*Text for analysis*:
<<<<
With reference to the second issue, namely, post-conviction mental illness and its impact on sentencing, the Bench laid out the following directions, to be followed in the future cases.
“a. That the post-conviction severe mental illness will be a mitigating factor that the appellate Court, in appropriate cases, needs to consider while sentencing an accused to death penalty.
b. The assessment of such disability should be conducted by a multi-disciplinary team of qualified professionals (experienced medical practitioners, criminologists etc), including professional with expertise in accused’s particular mental illness.
c. The burden is on the accused to prove by a preponderance of clear evidence that he is suffering with severe mental illness. The accused has to demonstrate active, residual or prodromal symptoms, that the severe mental disability was manifesting.
d. The State may offer evidence to rebut such claim.
e. Court in appropriate cases could setup a panel to submit an expert report.
>>>>
*Dataset records*:
<<<<
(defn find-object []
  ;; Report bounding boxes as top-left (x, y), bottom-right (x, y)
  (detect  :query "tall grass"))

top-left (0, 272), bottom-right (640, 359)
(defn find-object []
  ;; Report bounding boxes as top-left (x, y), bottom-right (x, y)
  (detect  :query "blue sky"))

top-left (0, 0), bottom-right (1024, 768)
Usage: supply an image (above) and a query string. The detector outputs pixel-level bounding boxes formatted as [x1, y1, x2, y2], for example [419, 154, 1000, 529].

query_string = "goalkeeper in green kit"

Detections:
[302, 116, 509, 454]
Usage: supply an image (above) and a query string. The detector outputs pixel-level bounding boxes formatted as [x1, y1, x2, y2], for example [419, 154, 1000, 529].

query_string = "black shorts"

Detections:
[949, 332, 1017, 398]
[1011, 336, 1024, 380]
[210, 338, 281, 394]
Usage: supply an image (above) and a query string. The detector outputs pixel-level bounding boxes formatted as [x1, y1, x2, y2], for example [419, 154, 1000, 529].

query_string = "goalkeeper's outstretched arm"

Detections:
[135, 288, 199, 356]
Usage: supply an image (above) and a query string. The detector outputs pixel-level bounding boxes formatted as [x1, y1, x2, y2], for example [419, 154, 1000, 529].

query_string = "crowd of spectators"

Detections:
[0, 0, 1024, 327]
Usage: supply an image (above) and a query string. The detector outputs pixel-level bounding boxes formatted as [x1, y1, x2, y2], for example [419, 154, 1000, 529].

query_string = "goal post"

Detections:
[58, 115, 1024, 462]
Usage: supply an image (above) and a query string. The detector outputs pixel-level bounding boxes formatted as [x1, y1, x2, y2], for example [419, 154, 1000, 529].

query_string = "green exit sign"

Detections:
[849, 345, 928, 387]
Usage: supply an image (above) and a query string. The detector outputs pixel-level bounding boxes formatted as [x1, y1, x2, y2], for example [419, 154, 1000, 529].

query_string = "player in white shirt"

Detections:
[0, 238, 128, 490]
>>>>
*Tasks and exercises*:
- A) List the three kinds of symptoms that the directions on post-conviction mental illness say the accused has to demonstrate.
- B) Give the text on post-conviction mental illness again between "b. The assessment" and "disability was manifesting.", inclusive, with "criminologists" switched to "psychologists".

*Answers*:
- A) active, residual, prodromal

- B)
b. The assessment of such disability should be conducted by a multi-disciplinary team of qualified professionals (experienced medical practitioners, psychologists etc), including professional with expertise in accused’s particular mental illness.
c. The burden is on the accused to prove by a preponderance of clear evidence that he is suffering with severe mental illness. The accused has to demonstrate active, residual or prodromal symptoms, that the severe mental disability was manifesting.